--- Work instructions ---
Beneath this sentence is a set of records; write each of them out exactly.

Data records:
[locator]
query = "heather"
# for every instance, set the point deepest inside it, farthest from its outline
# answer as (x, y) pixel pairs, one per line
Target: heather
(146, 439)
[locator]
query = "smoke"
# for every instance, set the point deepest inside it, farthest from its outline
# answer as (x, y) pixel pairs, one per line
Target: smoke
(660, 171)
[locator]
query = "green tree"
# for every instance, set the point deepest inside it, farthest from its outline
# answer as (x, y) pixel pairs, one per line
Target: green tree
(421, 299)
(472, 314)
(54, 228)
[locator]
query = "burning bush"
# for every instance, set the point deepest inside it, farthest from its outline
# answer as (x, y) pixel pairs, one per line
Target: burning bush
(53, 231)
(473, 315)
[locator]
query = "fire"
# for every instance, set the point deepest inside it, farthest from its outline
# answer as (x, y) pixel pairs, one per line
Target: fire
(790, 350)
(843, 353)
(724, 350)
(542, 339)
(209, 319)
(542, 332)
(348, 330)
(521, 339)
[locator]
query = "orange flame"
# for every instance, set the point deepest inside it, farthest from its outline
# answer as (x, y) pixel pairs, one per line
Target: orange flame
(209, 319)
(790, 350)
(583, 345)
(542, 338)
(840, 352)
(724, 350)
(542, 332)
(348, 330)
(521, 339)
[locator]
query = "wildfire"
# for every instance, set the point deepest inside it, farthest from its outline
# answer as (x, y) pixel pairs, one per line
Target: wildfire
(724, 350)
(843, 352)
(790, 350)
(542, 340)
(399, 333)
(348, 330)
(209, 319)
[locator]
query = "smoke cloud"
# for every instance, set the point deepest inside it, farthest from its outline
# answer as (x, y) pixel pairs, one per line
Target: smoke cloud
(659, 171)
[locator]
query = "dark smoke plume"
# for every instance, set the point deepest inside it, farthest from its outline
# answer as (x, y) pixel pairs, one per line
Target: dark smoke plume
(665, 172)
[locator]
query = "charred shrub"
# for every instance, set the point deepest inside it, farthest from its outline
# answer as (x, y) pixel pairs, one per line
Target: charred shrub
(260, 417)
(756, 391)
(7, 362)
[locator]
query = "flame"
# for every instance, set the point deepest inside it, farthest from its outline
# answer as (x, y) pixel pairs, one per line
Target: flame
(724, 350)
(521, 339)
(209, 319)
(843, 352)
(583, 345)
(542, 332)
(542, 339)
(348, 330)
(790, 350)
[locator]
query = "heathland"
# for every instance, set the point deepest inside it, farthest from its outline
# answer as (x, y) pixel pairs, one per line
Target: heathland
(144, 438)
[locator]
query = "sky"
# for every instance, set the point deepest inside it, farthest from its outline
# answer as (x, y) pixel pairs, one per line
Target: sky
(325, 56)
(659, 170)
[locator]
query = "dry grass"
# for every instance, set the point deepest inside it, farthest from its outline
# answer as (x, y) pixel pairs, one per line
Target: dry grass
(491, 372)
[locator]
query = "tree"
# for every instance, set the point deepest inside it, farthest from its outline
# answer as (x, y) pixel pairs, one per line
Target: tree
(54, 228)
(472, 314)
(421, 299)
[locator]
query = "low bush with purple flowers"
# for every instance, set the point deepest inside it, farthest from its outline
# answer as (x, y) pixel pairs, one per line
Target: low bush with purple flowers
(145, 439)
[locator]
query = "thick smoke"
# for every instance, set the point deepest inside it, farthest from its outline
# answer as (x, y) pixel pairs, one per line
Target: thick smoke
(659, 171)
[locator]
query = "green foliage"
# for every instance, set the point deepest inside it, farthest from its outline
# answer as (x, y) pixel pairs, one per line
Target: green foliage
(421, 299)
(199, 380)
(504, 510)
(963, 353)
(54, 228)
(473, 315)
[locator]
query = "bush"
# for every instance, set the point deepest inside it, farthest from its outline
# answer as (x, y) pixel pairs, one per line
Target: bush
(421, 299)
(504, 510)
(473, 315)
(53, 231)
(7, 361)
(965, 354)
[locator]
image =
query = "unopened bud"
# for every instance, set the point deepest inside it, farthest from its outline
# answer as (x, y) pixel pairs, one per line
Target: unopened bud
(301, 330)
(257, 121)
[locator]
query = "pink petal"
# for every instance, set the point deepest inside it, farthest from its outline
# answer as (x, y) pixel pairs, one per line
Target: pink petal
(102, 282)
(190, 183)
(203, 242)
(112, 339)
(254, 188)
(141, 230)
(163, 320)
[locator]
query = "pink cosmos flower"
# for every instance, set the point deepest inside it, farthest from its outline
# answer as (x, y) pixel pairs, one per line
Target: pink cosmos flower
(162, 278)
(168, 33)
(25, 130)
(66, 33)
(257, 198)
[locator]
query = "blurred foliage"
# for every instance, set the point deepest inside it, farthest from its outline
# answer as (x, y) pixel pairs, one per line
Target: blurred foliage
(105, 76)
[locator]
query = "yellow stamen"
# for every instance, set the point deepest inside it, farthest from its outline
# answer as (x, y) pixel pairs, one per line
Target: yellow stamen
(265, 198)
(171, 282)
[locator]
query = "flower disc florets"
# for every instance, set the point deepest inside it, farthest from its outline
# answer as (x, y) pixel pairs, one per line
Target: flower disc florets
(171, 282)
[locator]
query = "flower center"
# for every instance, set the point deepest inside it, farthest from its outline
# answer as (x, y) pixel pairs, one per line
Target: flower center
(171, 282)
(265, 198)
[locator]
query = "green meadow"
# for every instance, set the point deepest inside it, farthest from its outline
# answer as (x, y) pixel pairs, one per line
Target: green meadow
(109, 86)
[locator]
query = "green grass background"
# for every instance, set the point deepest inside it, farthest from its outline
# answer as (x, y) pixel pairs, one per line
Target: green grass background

--- Output for this task ---
[locator]
query = "heather"
# for every instance, set the point deepest inside it, farthest from its outline
# answer as (x, y) pixel pairs, one per line
Target: heather
(146, 439)
[locator]
query = "smoke"
# for every instance, set the point deepest inside it, farthest from its outline
# answer as (x, y) pixel pairs, one per line
Target: smoke
(660, 171)
[locator]
query = "green tree"
# for every instance, set the point deepest inside it, farthest from its outline
# answer as (x, y) pixel pairs, one per line
Target: green tree
(421, 299)
(472, 314)
(54, 228)
[locator]
query = "burning bush"
# for every instance, set the point deepest inside it, farthest from its outline
# answer as (x, y) pixel pairs, one per line
Target: burning bush
(53, 231)
(473, 315)
[locator]
query = "fire"
# for every instance, set the point deepest inside it, farthest from its outline
# answer as (x, y) pixel pairs, one per line
Target: fire
(790, 350)
(843, 353)
(724, 350)
(542, 339)
(209, 319)
(542, 332)
(348, 330)
(521, 339)
[locator]
query = "orange flame"
# for every instance, set the point deepest inside it, farthest from its outline
# answer as (x, y) pixel pairs, one per line
Target: orange flame
(209, 319)
(790, 350)
(583, 345)
(542, 338)
(840, 352)
(724, 350)
(542, 332)
(348, 330)
(521, 339)
[locator]
query = "wildfire"
# for every instance, set the point deepest inside it, farthest from its outline
# answer as (x, y) pixel pairs, one per line
Target: wildfire
(724, 350)
(843, 352)
(790, 350)
(542, 340)
(399, 333)
(348, 330)
(209, 319)
[locator]
query = "smoke cloud"
# for every instance, set the point deepest inside it, farthest from its outline
# answer as (x, y) pixel pairs, one per line
Target: smoke cloud
(659, 171)
[locator]
query = "dark smoke plume"
# for every instance, set the point deepest inside it, farthest from its outline
# answer as (x, y) pixel pairs, one per line
Target: dark smoke plume
(665, 172)
[locator]
query = "charred shrub"
# for every instance, set the point deepest inside it, farthest from its outline
# answer as (x, y) pixel pairs, one per line
Target: charred shrub
(260, 417)
(756, 391)
(7, 362)
[locator]
query = "flame"
# for every instance, set the point deepest inside it, farthest from its outline
# answer as (x, y) pixel pairs, one per line
Target: flame
(724, 350)
(521, 339)
(209, 319)
(843, 352)
(583, 345)
(542, 332)
(542, 339)
(348, 330)
(790, 350)
[locator]
query = "heathland"
# for every instance, set the point deepest inside it, farthest from its outline
# answer as (x, y) pixel pairs, one per line
Target: heathland
(144, 438)
[locator]
query = "sky"
# for every instance, set the point deepest inside it, farthest from its outline
# answer as (x, y) pixel pairs, one per line
Target: sky
(325, 56)
(659, 170)
[locator]
query = "dry grass"
# for every instance, set the point deepest inside it, farthest from its outline
# answer as (x, y) pixel pairs, one per line
Target: dry grass
(491, 372)
[locator]
query = "tree"
# for every instance, set the point deepest inside it, farthest from its outline
# answer as (x, y) pixel pairs, one per line
Target: tree
(54, 228)
(472, 314)
(421, 299)
[locator]
query = "low bush with purple flowers"
# for every instance, set the point deepest inside it, farthest from its outline
# answer as (x, y) pixel pairs, one per line
Target: low bush with purple flowers
(145, 439)
[locator]
query = "thick smoke"
# for every instance, set the point deepest inside it, farthest from its outline
# answer as (x, y) pixel pairs, one per line
Target: thick smoke
(659, 171)
[locator]
query = "green foliage"
# for every instance, set the point deepest inside it, farthest from its outline
# answer as (x, y) pixel pairs, one per line
Target: green foliage
(421, 299)
(199, 380)
(504, 510)
(963, 353)
(54, 228)
(473, 315)
[locator]
query = "bush"
# for every instance, set the point deepest inside it, farthest from its outline
# answer as (x, y) pixel pairs, one per line
Target: bush
(421, 299)
(504, 510)
(473, 315)
(53, 231)
(7, 361)
(965, 354)
[locator]
image =
query = "unopened bud"
# for every instance, set the point deepest inside it, farthest from its outline
# answer as (x, y) pixel pairs, one per line
Target: unopened bud
(301, 330)
(257, 121)
[locator]
query = "pink petal"
# for every instance, set the point deepest inside it, farthest from its outline
# answer as (x, y) pixel pairs, one per line
Target: pink petal
(102, 282)
(190, 183)
(203, 242)
(112, 339)
(254, 188)
(141, 230)
(163, 320)
[locator]
query = "pink cosmos flower"
# for every instance, set the point deepest inside it, farthest from its outline
# answer as (x, y) pixel pairs, one per line
Target: pink cosmos flower
(162, 278)
(168, 33)
(25, 130)
(66, 33)
(257, 198)
[locator]
query = "blurred foliage"
# for every instance, set the point deepest inside it, farthest from its outline
# answer as (x, y) pixel pairs, one per line
Target: blurred foliage
(105, 76)
[locator]
query = "yellow stamen"
# for every instance, set the point deepest inside it, farthest from its outline
# answer as (x, y) pixel pairs, one per line
Target: yellow stamen
(265, 198)
(171, 282)
[locator]
query = "flower disc florets"
# for every instance, set the point deepest inside it, farthest from its outline
# answer as (x, y) pixel pairs, one per line
Target: flower disc florets
(171, 282)
[locator]
query = "flower center"
# for every instance, set the point deepest inside it, farthest from its outline
# answer as (x, y) pixel pairs, one per line
Target: flower center
(171, 282)
(265, 198)
[locator]
query = "green meadow"
# for every instance, set the point deepest inside it, farthest from its outline
# answer as (x, y) pixel pairs, one per line
Target: green meadow
(109, 86)
[locator]
query = "green grass background"
# for every instance, set the point deepest inside it, farthest from its outline
# answer as (x, y) pixel pairs, one per line
Target: green grass background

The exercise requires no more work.